Required action — Rewrite the notebook from "embedding = instructor_embeddings" up to and including "vectordb.persist()", putting "vector_db" in place of each "vectordb".

Passage —
○ ○ ○ ○ ○ ○ ○
# Installing Packages

In [13]:
!pip -q install pypdf langchain_community chromadb sentence-transformers einops langchain_openai

# Loading PDF

In [14]:
from langchain_community.document_loaders import PyPDFDirectoryLoader

In [15]:
loader = PyPDFDirectoryLoader("./articles")

In [16]:
docs = loader.load()

In [17]:
len(docs)

1

# Split and Tokenize Documents

In [18]:
from langchain.text_splitter import RecursiveCharacterTextSplitter
from langchain_community.vectorstores import Chroma
from transformers import AutoTokenizer


In [19]:
chunk_size = 300

text_splitter = RecursiveCharacterTextSplitter.from_huggingface_tokenizer(AutoTokenizer.from_pretrained("bert-base-uncased"),
                                                                          chunk_size=chunk_size,
                                                                          chunk_overlap=int(chunk_size/10))

chunks = text_splitter.split_documents(docs)

# Creating Embedding and Storing It In Vector Store

In [20]:
from langchain_community.embeddings import HuggingFaceEmbeddings

embed_model_name = "nomic-ai/nomic-embed-text-v1"
model_kwargs = {"device": "cpu", "trust_remote_code": True}
encode_kwargs = {
    "normalize_embeddings": False,
}

instructor_embeddings = HuggingFaceEmbeddings(model_name=embed_model_name, model_kwargs=model_kwargs, encode_kwargs=encode_kwargs)

<All keys matched successfully>


In [21]:
# Embed and store the texts
# Supplying a persist_directory will store the embeddings on disk
persist_directory="./chroma_db"

embedding = instructor_embeddings

vectordb = Chroma.from_documents(documents=chunks,
                                 embedding=embedding,
                                 persist_directory=persist_directory)

vectordb.persist()

  warn_deprecated(


In [22]:
# Retrieves 3 most relevant documents

retriever = vectordb.as_retriever(search_kwargs={"k": 3})

In [23]:
question = "What is yen kai experienced in?"

In [24]:
relevant_docs = retriever.invoke(question)
○ ○ ○ ○ ○ ○ ○
Recorded data —
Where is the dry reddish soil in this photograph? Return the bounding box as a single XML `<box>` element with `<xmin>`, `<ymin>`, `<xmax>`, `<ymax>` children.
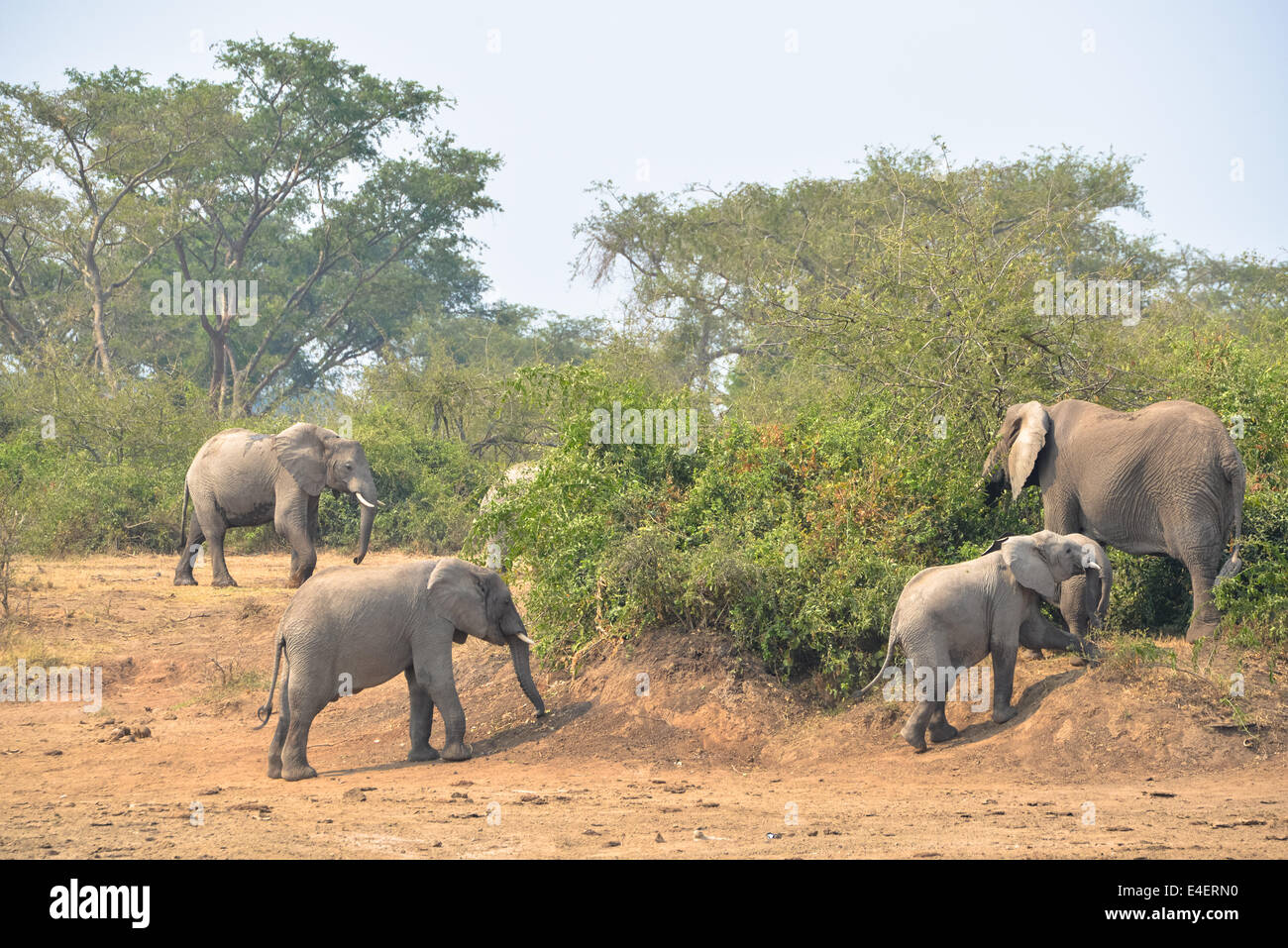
<box><xmin>0</xmin><ymin>553</ymin><xmax>1288</xmax><ymax>858</ymax></box>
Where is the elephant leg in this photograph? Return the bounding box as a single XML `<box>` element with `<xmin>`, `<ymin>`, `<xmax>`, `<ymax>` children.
<box><xmin>930</xmin><ymin>700</ymin><xmax>958</xmax><ymax>745</ymax></box>
<box><xmin>278</xmin><ymin>673</ymin><xmax>330</xmax><ymax>781</ymax></box>
<box><xmin>403</xmin><ymin>669</ymin><xmax>438</xmax><ymax>760</ymax></box>
<box><xmin>277</xmin><ymin>507</ymin><xmax>318</xmax><ymax>588</ymax></box>
<box><xmin>206</xmin><ymin>524</ymin><xmax>237</xmax><ymax>586</ymax></box>
<box><xmin>415</xmin><ymin>654</ymin><xmax>472</xmax><ymax>760</ymax></box>
<box><xmin>174</xmin><ymin>510</ymin><xmax>206</xmax><ymax>586</ymax></box>
<box><xmin>268</xmin><ymin>668</ymin><xmax>291</xmax><ymax>781</ymax></box>
<box><xmin>1180</xmin><ymin>549</ymin><xmax>1221</xmax><ymax>642</ymax></box>
<box><xmin>309</xmin><ymin>496</ymin><xmax>322</xmax><ymax>548</ymax></box>
<box><xmin>992</xmin><ymin>644</ymin><xmax>1019</xmax><ymax>724</ymax></box>
<box><xmin>899</xmin><ymin>700</ymin><xmax>943</xmax><ymax>751</ymax></box>
<box><xmin>1020</xmin><ymin>614</ymin><xmax>1100</xmax><ymax>658</ymax></box>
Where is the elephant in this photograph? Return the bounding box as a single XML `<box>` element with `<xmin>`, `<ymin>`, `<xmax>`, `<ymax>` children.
<box><xmin>174</xmin><ymin>422</ymin><xmax>380</xmax><ymax>588</ymax></box>
<box><xmin>984</xmin><ymin>533</ymin><xmax>1115</xmax><ymax>657</ymax></box>
<box><xmin>259</xmin><ymin>557</ymin><xmax>546</xmax><ymax>781</ymax></box>
<box><xmin>984</xmin><ymin>399</ymin><xmax>1246</xmax><ymax>642</ymax></box>
<box><xmin>860</xmin><ymin>531</ymin><xmax>1105</xmax><ymax>751</ymax></box>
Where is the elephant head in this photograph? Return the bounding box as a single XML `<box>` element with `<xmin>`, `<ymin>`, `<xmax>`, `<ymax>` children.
<box><xmin>1002</xmin><ymin>529</ymin><xmax>1109</xmax><ymax>599</ymax></box>
<box><xmin>428</xmin><ymin>557</ymin><xmax>546</xmax><ymax>717</ymax></box>
<box><xmin>984</xmin><ymin>402</ymin><xmax>1051</xmax><ymax>502</ymax></box>
<box><xmin>1065</xmin><ymin>533</ymin><xmax>1115</xmax><ymax>629</ymax></box>
<box><xmin>273</xmin><ymin>422</ymin><xmax>378</xmax><ymax>563</ymax></box>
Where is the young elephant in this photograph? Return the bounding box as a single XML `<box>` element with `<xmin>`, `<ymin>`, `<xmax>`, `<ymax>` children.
<box><xmin>860</xmin><ymin>531</ymin><xmax>1104</xmax><ymax>751</ymax></box>
<box><xmin>259</xmin><ymin>557</ymin><xmax>546</xmax><ymax>781</ymax></box>
<box><xmin>984</xmin><ymin>533</ymin><xmax>1115</xmax><ymax>658</ymax></box>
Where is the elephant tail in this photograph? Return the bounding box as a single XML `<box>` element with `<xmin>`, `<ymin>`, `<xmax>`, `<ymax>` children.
<box><xmin>253</xmin><ymin>635</ymin><xmax>286</xmax><ymax>730</ymax></box>
<box><xmin>1216</xmin><ymin>443</ymin><xmax>1248</xmax><ymax>582</ymax></box>
<box><xmin>859</xmin><ymin>618</ymin><xmax>899</xmax><ymax>698</ymax></box>
<box><xmin>179</xmin><ymin>476</ymin><xmax>188</xmax><ymax>553</ymax></box>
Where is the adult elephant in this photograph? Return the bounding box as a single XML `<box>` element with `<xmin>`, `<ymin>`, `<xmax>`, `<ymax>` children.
<box><xmin>174</xmin><ymin>422</ymin><xmax>377</xmax><ymax>587</ymax></box>
<box><xmin>860</xmin><ymin>531</ymin><xmax>1105</xmax><ymax>751</ymax></box>
<box><xmin>984</xmin><ymin>399</ymin><xmax>1246</xmax><ymax>642</ymax></box>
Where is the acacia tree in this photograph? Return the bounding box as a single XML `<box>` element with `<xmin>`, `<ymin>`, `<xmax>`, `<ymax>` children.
<box><xmin>0</xmin><ymin>67</ymin><xmax>231</xmax><ymax>387</ymax></box>
<box><xmin>161</xmin><ymin>36</ymin><xmax>499</xmax><ymax>415</ymax></box>
<box><xmin>579</xmin><ymin>151</ymin><xmax>1167</xmax><ymax>430</ymax></box>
○ ○ ○ ○ ○ ○ ○
Problem solution —
embedding = instructor_embeddings

vector_db = Chroma.from_documents(documents=chunks,
                                 embedding=embedding,
                                 persist_directory=persist_directory)

vector_db.persist()